Point localization data:
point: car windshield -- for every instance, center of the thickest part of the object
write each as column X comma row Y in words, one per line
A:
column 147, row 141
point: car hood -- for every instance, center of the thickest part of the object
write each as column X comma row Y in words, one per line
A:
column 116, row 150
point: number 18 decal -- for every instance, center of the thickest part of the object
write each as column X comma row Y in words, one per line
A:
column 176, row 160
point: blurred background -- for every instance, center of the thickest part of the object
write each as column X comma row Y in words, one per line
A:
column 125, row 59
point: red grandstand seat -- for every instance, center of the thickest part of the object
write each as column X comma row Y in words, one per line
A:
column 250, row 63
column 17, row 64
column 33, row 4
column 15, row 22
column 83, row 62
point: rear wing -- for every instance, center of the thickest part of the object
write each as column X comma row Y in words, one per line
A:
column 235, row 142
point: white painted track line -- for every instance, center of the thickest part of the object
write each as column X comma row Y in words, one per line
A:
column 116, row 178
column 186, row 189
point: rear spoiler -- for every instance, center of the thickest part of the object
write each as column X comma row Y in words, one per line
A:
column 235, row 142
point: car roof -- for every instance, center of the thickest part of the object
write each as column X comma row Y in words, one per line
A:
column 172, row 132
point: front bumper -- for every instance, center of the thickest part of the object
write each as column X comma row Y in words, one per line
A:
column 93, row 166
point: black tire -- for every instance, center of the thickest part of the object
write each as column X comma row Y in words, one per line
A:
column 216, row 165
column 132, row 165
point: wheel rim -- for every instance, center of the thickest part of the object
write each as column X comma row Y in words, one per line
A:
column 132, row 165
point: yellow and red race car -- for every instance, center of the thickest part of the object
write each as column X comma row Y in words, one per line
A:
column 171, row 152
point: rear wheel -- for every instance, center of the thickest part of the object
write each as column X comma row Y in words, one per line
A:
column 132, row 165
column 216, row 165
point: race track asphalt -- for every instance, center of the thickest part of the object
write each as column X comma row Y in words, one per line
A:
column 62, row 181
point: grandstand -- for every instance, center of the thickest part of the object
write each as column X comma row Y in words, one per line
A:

--- Description of the task ---
Copy out the data above word for word, starting at its first line and ending with the line that contains "point: rear wheel".

--- Exercise solution ---
point: car windshield -- for every instance, center of the thickest part of the object
write each as column X comma row Y in words, one per line
A:
column 147, row 141
point: car hood -- for every instance, center of the thickest part of the object
write each as column X comma row Y in words, one per line
A:
column 116, row 150
point: number 18 decal -- for every instance, center of the thickest part of the object
write each as column X comma row Y in words, one per line
A:
column 176, row 160
point: blurred background -- for every instance, center of the thickest part of the object
write each as column X comma row Y in words, one per line
A:
column 125, row 59
point: red grandstand seat -- for every instance, center of the thickest part of the object
write each as column X comma row Y in words, one per line
A:
column 250, row 63
column 17, row 64
column 33, row 4
column 15, row 22
column 83, row 62
point: rear wing -- for every instance, center of the thickest part of the object
write each as column X comma row Y in words, one per line
A:
column 235, row 142
point: white painted track line -- for every instance, center of the thickest part of the object
write each as column X comma row Y in words, one per line
A:
column 116, row 178
column 186, row 189
point: rear spoiler -- for every instance, center of the thickest part of the object
write each as column X comma row Y in words, one per line
A:
column 235, row 142
point: car roof -- for every instance, center of the thickest part of the object
write each as column X comma row Y in words, one per line
A:
column 172, row 132
point: front bumper -- for every instance, center of the thickest part of the object
write each as column X comma row Y in words, one per line
A:
column 93, row 166
point: black tire -- for every instance, center of the thickest part of the object
write each as column X comma row Y in words, one per line
A:
column 216, row 165
column 132, row 165
point: wheel rim -- for every instance, center of the thickest part of the object
write each as column X comma row Y in words, one per line
A:
column 132, row 165
point: yellow and red race car -- for every instance, center of the thickest part of the object
write each as column X comma row Y in words, one per line
A:
column 171, row 152
point: rear wheel -- for every instance, center of the thickest part of the object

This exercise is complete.